WHAT YOU WILL DO: Count the lines in the material below that contain the string "white", treating uppercase and lowercase as different. Reply with the number only.

[Annotated coordinate records]
[Start]

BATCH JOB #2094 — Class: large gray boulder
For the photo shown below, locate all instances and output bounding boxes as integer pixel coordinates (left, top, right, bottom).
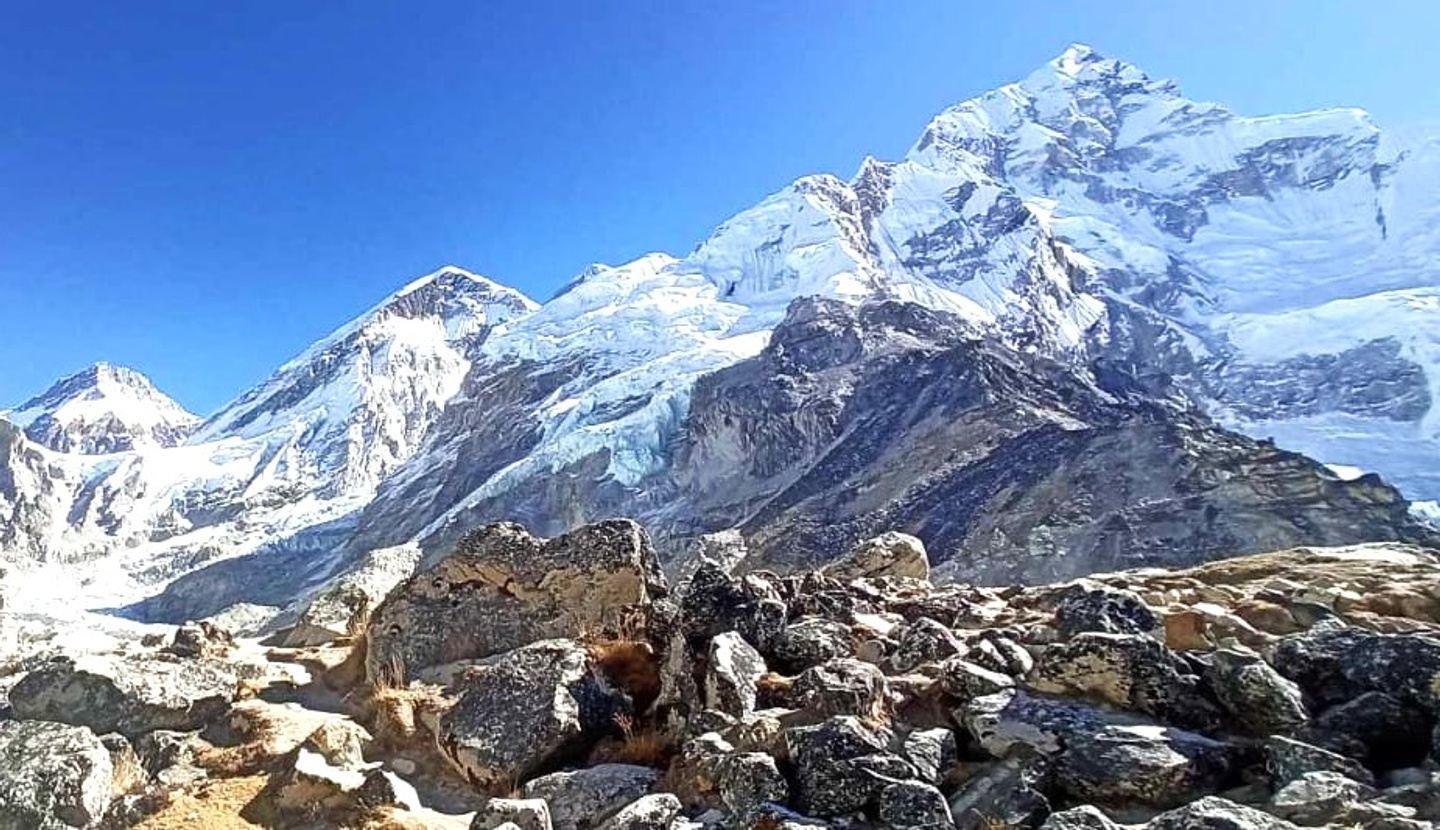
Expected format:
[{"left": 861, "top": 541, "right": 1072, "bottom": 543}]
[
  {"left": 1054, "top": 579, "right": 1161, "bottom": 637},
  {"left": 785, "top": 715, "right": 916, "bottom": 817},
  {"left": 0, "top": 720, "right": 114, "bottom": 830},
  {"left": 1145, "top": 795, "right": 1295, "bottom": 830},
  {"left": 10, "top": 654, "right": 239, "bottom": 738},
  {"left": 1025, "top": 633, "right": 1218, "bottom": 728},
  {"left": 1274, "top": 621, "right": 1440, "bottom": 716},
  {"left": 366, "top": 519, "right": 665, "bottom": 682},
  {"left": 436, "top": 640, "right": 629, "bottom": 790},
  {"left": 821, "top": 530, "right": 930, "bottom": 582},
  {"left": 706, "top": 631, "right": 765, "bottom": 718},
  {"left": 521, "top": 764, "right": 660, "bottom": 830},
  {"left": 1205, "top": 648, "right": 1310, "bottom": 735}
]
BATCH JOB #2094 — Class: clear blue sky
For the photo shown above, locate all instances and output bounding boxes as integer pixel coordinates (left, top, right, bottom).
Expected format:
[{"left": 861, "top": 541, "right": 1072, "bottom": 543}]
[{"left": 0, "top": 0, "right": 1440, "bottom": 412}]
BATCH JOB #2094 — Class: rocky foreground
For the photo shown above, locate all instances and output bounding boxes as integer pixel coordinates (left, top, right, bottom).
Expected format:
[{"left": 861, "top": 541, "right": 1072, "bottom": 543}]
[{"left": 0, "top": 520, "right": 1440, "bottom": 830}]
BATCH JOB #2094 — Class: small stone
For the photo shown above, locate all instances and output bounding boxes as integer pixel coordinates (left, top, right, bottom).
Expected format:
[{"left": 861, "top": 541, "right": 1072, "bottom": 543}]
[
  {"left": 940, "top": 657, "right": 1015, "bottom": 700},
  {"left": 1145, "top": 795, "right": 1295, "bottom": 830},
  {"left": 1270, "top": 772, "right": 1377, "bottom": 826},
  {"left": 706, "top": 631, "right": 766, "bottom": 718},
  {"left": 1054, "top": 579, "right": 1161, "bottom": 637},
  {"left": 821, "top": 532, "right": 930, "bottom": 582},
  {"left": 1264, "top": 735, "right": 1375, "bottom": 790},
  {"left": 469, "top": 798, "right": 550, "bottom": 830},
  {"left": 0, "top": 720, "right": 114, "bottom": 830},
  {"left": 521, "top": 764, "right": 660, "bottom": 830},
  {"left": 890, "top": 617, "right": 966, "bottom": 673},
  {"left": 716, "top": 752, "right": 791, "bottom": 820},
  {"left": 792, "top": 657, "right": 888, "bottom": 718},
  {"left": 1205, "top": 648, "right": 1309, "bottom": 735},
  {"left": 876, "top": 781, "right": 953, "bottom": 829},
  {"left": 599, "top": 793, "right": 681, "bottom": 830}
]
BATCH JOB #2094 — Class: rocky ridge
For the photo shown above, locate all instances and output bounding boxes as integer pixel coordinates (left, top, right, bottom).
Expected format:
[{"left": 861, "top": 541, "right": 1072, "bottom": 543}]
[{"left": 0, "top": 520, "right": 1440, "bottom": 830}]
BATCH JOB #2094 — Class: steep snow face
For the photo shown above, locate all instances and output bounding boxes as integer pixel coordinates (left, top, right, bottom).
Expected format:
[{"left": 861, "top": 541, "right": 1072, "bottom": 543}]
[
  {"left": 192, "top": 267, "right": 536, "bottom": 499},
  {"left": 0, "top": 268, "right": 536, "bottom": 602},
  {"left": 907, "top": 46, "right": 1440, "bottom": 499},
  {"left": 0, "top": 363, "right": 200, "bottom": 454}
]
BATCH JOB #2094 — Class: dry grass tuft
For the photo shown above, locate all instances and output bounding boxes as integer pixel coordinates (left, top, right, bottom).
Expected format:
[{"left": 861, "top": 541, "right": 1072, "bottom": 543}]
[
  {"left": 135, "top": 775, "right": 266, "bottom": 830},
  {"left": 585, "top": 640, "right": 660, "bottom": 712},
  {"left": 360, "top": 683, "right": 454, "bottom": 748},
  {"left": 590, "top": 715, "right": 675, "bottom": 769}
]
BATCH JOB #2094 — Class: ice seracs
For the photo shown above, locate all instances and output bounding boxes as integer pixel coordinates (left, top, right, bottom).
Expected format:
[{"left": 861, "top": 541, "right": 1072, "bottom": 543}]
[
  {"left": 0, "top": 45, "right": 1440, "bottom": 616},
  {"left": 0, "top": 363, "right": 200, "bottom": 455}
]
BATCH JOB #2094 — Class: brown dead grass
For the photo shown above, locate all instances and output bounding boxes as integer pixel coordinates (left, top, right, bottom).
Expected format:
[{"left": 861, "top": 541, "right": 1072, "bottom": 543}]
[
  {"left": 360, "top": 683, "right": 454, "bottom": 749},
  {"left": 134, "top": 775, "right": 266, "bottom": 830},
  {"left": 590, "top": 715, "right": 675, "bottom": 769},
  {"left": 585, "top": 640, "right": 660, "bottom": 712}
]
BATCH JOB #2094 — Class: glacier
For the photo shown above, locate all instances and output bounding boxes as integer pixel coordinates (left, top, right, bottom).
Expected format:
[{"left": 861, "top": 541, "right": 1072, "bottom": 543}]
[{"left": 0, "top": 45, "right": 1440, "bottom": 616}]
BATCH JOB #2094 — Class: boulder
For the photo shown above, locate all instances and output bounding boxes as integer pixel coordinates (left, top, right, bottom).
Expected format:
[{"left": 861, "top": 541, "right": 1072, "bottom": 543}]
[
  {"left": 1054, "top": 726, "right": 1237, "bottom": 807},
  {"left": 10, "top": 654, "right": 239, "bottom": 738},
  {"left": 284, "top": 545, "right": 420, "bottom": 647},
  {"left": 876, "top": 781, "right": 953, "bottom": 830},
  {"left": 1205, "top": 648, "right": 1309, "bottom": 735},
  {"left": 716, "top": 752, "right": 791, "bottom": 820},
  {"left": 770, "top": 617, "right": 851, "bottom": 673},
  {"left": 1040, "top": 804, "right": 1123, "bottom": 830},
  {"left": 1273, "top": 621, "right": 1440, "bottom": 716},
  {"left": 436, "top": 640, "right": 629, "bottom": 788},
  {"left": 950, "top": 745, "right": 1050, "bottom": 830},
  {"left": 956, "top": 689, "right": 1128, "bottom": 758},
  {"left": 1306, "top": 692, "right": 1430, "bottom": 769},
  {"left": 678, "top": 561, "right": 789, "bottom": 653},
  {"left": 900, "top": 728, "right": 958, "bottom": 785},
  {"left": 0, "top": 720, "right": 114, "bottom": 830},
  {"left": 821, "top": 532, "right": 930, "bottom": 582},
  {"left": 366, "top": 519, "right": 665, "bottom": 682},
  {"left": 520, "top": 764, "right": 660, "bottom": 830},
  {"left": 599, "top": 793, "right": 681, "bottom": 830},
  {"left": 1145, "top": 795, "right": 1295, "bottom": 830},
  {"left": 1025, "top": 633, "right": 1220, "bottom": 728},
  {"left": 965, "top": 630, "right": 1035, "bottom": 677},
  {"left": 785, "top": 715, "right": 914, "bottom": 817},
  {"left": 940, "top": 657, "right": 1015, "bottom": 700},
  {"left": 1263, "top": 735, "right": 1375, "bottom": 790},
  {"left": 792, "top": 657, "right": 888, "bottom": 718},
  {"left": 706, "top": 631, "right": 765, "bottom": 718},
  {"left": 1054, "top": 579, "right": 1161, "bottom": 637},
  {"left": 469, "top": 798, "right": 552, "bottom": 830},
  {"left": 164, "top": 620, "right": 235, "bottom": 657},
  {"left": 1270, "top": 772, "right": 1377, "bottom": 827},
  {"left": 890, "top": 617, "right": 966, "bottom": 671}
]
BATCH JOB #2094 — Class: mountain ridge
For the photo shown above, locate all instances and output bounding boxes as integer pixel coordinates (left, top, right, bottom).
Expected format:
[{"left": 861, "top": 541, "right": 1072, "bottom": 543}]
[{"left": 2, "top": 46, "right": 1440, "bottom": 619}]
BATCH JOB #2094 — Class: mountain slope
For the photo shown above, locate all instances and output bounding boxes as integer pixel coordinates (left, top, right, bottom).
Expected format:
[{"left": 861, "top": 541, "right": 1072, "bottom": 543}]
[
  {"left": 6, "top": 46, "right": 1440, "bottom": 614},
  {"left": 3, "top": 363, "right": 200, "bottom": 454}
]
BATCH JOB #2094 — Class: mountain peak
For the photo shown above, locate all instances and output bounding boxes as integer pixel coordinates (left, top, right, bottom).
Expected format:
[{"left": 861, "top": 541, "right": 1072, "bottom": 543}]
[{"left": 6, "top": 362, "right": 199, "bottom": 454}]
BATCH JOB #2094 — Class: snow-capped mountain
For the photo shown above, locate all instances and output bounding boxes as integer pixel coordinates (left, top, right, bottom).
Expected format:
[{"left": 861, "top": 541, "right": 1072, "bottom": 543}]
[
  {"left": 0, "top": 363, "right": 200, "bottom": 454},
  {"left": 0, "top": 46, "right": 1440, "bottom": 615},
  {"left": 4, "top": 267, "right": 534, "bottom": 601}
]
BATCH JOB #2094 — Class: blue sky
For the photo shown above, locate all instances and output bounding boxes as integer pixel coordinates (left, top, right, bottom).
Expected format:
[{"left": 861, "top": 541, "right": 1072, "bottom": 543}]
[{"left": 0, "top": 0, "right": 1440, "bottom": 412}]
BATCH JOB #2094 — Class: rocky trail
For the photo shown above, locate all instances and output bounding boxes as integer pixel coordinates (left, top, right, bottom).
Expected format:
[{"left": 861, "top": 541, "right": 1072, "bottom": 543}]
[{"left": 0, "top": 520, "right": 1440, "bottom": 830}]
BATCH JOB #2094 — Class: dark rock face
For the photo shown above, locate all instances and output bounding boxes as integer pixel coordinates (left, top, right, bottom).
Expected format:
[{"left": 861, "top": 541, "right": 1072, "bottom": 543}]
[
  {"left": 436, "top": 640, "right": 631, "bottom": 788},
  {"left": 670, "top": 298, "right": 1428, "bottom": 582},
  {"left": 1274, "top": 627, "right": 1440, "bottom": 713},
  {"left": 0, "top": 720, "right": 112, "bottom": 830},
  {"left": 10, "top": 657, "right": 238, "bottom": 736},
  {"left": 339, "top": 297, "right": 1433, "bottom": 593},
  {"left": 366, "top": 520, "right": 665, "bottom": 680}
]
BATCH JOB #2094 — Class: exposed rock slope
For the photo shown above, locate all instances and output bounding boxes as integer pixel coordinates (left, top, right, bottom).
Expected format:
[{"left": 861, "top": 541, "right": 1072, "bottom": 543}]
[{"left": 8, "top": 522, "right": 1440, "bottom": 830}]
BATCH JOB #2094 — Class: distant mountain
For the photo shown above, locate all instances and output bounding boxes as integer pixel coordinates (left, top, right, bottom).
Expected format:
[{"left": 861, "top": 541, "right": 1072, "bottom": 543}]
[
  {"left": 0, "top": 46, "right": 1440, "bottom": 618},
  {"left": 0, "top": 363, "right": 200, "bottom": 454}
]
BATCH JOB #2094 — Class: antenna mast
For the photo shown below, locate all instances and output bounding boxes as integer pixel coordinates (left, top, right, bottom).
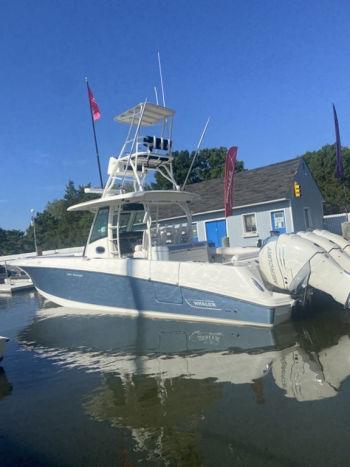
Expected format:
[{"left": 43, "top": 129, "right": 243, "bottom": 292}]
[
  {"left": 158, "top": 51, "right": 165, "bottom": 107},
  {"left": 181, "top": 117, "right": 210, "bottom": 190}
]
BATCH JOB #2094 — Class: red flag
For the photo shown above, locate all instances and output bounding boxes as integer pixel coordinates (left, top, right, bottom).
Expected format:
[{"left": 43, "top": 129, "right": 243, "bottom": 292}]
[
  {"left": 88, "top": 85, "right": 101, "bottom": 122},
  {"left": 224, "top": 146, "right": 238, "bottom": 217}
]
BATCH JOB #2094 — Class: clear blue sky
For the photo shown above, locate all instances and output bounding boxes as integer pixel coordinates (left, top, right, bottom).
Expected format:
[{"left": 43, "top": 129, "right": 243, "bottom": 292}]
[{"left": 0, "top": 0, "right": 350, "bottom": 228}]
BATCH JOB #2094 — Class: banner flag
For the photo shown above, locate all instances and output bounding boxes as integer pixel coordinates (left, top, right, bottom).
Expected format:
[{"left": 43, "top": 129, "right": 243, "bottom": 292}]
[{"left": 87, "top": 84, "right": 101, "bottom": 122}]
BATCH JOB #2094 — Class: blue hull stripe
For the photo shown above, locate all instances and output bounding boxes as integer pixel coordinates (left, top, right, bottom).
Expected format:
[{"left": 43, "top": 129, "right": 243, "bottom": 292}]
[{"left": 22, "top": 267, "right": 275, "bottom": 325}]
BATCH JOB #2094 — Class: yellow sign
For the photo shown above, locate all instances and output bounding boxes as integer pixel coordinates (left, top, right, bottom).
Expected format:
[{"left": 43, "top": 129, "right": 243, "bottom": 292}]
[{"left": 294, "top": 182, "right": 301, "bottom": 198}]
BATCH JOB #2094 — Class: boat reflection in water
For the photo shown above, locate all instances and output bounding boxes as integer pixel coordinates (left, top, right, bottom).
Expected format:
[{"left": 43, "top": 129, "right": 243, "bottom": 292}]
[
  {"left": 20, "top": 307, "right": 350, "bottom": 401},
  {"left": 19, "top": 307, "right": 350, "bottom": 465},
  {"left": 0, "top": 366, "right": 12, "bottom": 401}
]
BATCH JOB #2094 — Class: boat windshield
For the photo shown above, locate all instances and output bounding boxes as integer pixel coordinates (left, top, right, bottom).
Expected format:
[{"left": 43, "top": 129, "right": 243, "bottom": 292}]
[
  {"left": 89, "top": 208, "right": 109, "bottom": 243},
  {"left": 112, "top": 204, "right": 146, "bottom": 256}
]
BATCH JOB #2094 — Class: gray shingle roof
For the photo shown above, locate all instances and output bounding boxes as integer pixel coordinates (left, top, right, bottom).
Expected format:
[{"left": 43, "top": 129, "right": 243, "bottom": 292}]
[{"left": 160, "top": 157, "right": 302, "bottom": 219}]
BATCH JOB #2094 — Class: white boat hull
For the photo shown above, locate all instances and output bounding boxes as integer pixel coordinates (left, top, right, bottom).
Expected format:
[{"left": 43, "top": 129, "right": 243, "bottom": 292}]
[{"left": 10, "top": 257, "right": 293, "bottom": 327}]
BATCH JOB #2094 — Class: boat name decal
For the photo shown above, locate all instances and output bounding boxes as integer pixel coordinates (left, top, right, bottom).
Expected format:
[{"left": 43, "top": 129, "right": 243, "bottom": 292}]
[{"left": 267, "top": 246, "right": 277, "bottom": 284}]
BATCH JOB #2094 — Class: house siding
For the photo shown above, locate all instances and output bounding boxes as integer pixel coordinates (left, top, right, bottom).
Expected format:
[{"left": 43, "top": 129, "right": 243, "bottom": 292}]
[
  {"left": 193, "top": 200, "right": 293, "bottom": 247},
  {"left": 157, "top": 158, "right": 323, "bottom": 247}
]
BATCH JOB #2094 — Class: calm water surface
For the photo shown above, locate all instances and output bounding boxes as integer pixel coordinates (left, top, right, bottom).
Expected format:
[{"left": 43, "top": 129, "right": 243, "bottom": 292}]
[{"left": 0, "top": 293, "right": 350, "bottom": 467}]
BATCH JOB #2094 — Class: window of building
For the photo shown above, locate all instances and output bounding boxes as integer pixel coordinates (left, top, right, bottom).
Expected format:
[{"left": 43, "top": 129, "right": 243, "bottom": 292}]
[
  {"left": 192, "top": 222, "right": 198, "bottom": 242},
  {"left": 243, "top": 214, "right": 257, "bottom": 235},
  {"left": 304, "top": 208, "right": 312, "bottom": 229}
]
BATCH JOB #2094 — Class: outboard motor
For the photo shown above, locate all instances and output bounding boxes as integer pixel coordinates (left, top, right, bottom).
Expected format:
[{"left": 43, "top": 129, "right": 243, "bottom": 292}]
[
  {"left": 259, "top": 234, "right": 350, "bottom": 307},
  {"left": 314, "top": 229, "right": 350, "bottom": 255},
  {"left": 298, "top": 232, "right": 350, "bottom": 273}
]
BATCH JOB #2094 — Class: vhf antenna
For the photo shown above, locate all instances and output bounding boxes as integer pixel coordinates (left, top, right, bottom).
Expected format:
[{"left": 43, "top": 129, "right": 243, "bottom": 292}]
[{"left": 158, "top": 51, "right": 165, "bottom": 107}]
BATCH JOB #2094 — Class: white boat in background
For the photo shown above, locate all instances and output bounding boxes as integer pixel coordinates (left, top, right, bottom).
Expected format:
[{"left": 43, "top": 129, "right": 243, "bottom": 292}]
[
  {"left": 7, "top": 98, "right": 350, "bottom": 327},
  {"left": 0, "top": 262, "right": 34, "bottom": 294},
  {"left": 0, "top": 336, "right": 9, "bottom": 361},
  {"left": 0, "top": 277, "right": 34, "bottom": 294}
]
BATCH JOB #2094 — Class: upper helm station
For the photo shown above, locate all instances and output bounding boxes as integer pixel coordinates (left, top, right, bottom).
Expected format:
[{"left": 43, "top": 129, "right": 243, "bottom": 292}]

[End]

TASK OUTPUT: 2